Exercise requirements: Please retype the article on the Pine Creek Canyon rescue from "Zion Says 9" up to and including "the park’s history.", without changing a word.

Excerpt to read:
Zion Says 9 1/2 Hour Pine Creek Rescue Was Most Difficult in Memory


Newspapers said Zion National Park Rangers said the 9 1/2 hour rescue in Pine Creek Canyon was one of the most difficult in the park’s history.

Below is the official NPS Morning Report on the incident.
On the evening of Wednesday, June 1st, the park was notified that a person canyoneering in Pine Creek was experiencing severe abdominal pain and unable to move. Two rangers, one of them a park medic, were dispatched to locate him and assess his condition. The injured hiker – Michael Hargrove of Houston, Texas – was found in a large boulder field down canyon from the last rappel in the Pine Creek slot canyon. In consultation with the Dixie Regional Medical Center, the rangers determined that the injury was most likely an abdominal hernia. The park search and rescue team was dispatched to complete the rescue. Hargrove was carried on a litter through the boulder field, which took several hours. He was then lifted to the top of the last rappel, a distance of about 150 feet, and carried to the base of a cliff, where he was then lifted another 150 to 200 feet to the second window of the Zion-Mt. Carmel tunnel. He was transferred to a waiting ambulance at 5 a.m., then transported to the Dixie Regional Medical Center in St. George, Utah. The rescue took about nine-and-a-half hours to complete and involved 24 members of the park’s staff and local volunteers. It was one of the most difficult and involved rescues ever conducted in the park.

Excerpted data:
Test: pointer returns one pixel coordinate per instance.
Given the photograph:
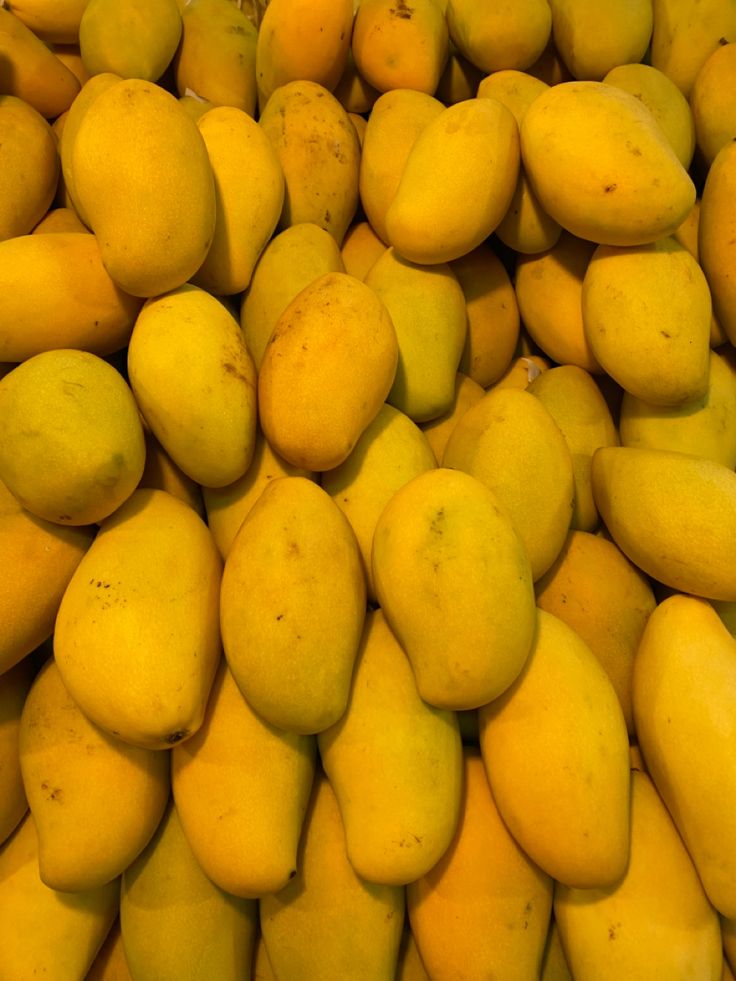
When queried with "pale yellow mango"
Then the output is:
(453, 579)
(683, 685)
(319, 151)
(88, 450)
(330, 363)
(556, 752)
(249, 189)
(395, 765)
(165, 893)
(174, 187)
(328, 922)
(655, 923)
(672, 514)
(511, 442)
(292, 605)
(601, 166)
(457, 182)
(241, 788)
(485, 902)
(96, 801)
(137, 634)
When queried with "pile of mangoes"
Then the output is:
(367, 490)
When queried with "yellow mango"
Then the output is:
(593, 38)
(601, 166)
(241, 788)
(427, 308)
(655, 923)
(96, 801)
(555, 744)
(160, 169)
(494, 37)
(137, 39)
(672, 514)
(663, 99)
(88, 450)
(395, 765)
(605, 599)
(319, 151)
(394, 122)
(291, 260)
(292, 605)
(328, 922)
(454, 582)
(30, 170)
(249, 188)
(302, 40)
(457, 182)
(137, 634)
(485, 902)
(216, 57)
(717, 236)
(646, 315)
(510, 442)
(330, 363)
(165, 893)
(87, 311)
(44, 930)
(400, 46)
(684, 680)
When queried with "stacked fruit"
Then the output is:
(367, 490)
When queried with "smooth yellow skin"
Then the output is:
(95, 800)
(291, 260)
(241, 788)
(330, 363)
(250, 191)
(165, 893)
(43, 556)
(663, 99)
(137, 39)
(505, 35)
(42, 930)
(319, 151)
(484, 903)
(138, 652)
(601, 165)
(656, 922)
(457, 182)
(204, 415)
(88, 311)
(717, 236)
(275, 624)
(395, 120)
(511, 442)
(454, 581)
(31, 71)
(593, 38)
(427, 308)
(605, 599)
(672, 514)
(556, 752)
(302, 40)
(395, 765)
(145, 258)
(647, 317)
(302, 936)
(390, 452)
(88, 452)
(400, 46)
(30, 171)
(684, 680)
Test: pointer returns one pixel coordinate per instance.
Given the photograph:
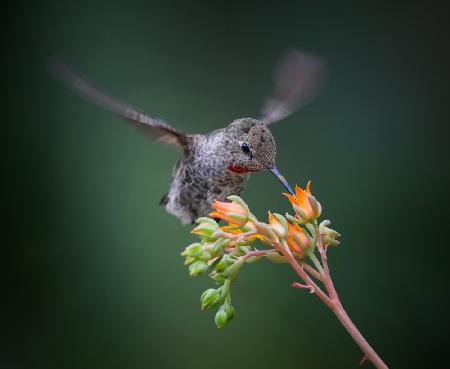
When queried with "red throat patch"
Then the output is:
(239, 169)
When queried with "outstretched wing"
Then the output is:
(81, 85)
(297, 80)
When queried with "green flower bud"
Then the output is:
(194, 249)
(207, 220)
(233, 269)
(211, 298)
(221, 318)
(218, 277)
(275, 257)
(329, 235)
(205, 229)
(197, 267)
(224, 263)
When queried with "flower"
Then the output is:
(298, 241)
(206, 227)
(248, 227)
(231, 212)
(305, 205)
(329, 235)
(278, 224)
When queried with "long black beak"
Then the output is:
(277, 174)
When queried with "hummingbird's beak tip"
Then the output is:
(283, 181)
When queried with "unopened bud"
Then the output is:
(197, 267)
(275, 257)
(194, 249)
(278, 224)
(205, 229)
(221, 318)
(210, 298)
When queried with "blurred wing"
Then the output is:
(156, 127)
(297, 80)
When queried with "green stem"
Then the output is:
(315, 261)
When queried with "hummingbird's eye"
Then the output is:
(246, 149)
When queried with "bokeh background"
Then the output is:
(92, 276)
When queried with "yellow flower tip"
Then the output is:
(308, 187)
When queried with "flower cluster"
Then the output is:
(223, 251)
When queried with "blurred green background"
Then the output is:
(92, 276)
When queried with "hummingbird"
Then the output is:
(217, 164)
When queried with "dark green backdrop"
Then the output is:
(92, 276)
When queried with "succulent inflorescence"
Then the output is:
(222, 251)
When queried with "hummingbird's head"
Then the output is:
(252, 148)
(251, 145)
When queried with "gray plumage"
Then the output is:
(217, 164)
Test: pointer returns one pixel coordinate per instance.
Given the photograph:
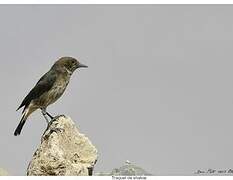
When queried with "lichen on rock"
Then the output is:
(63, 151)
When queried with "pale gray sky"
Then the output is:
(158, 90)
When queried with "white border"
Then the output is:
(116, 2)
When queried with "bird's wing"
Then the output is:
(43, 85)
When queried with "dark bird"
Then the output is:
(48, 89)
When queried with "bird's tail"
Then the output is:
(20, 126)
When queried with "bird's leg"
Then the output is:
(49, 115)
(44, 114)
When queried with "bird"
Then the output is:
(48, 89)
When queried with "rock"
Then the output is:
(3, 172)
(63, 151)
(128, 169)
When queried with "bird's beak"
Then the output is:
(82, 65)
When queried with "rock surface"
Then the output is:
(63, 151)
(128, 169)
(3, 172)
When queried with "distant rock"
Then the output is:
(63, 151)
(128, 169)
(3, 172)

Answer to the problem:
Zion Says 9 1/2 Hour Pine Creek Rescue Was Most Difficult in Memory


Newspapers said Zion National Park Rangers said the 9 1/2 hour rescue in Pine Creek Canyon was one of the most difficult in the park’s history.